Reproduce the data below with each occurrence of "Drop a dot" changed to "Place a point" and nothing else altered.

═════ Record set ═════

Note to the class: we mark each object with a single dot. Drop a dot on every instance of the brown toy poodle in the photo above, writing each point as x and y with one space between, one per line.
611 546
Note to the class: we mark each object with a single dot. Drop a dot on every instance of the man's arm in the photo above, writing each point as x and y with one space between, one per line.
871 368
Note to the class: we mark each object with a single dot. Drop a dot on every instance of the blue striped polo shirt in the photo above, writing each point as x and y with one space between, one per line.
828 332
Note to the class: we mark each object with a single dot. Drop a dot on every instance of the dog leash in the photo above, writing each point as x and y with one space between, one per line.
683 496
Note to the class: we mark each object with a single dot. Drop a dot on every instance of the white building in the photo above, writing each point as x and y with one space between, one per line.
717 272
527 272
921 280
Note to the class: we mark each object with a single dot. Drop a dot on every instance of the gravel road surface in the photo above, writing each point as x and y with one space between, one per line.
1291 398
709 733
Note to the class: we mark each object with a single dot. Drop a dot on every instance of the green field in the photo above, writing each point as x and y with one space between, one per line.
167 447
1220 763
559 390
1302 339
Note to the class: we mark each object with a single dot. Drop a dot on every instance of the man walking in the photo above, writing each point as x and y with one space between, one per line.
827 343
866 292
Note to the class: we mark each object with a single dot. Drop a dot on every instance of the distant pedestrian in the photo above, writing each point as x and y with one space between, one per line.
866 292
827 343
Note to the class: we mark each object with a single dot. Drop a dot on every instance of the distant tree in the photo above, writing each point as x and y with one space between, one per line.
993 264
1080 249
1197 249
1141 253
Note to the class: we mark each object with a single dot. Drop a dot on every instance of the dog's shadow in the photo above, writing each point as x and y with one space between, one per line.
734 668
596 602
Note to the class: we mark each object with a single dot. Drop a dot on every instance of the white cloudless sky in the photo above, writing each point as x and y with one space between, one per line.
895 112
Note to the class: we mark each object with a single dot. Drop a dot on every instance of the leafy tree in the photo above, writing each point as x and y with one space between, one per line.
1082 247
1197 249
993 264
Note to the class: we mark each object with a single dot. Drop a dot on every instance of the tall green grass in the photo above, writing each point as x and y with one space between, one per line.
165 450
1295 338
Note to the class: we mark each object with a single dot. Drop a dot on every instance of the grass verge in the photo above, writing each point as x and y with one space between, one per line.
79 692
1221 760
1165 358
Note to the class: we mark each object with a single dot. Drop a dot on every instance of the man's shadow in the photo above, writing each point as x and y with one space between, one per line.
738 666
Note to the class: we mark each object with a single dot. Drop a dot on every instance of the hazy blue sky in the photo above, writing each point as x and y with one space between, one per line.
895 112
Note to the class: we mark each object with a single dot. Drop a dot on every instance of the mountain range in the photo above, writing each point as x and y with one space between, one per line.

═════

Correct response:
Note to the class: we mark each object with a single dot. Place a point on every instance of the brown toy poodle in the photo above, writing each point as x and y with one space between, one per line.
611 546
Note to the class: we mark each object with a single dot. Place a point on every instance of the man's arm in the photo above, writing each point as x and y with one space between, one per line.
871 368
Note to the class: we mark each object with a single dot. Place a point on every instance of the blue striped polo shirt in the photo above, writing each point as x and y with one space between, one per line.
828 332
Note to the class: we mark each object with a single dot. Place a point on every instance of the dog leash in the photo above, writing each point as x and y with one space between, one per line.
683 496
Note to the class: we mark each object with a single dot. Place a point on every instance of the white building in the photo above, writing each point as x and y with one space between, one per line.
717 272
527 272
921 280
Note to the class: we mark each object with a single dot. Place a point on every instance of the gravel road surface in the photo above, writing each point as x and y with one space between, one per line.
1291 398
709 733
Note to the class: we mark each object with a single dot. Place a point on every instance of the green field in the photo above, writing each point as x and y with one space between, one per line.
167 447
1220 763
559 390
1302 339
Note to the class: we mark each object with a single dot. Place a point on every instance of the man walking in the photo above, writing each point as x and y with one space between, one per line.
827 343
866 292
Note to the class: we mark each object with a single dot. Place a point on every instance of the distant pedestrian in the photo above, writing each point as x and y with one space between, one per line.
866 292
827 343
Note to the class: we mark each object with a single dot. Place a point on every instance of the distant tree in the photo above, writing each point as x and y with one space between, one per line.
993 264
1080 249
1197 249
1141 253
Note to the class: we mark each object with a single dot. Place a point on every instance of the dog's shadow in the photo above, writing each point as x and y with one space between, one per line.
734 668
596 602
Note to the class: we mark each object with a single dot. Place a point on every instance of the white cloudless sky in the photo above, writing each point as x and y with one space between, one per line.
895 112
Note to the class: we mark each object with a single dot. Place a point on every instance of the leafy tree in the photo above, writing each point as x and y with one space between, one per line.
1082 247
1197 249
993 264
Note to the class: we mark each object with a single dot. Place a point on every instance of the tall green grass in the photo above, writing each point as x and y with one space between, one per line.
165 450
1295 338
Note to the class: we mark each object with a single dot. Place a point on every instance of the grass verge in the photo above, writing each point as x and y with one space between, one per line.
79 692
1221 760
1165 358
Note to the class: we mark each object with a single dot. Place a point on every instance of the man's shadow in the photo above, writing each point as x and y with one space between, one per line.
738 666
Note to the class: we mark each object with a single dot. Place a point on every instance of the hazy blue sky in the photo above, writing each point as x and y with one space between, one per line.
895 112
Note to the class: we mark each object with a single dot. Place a point on every instance of the mountain range in the photo above, writing each point as x and y with one space between, one per line.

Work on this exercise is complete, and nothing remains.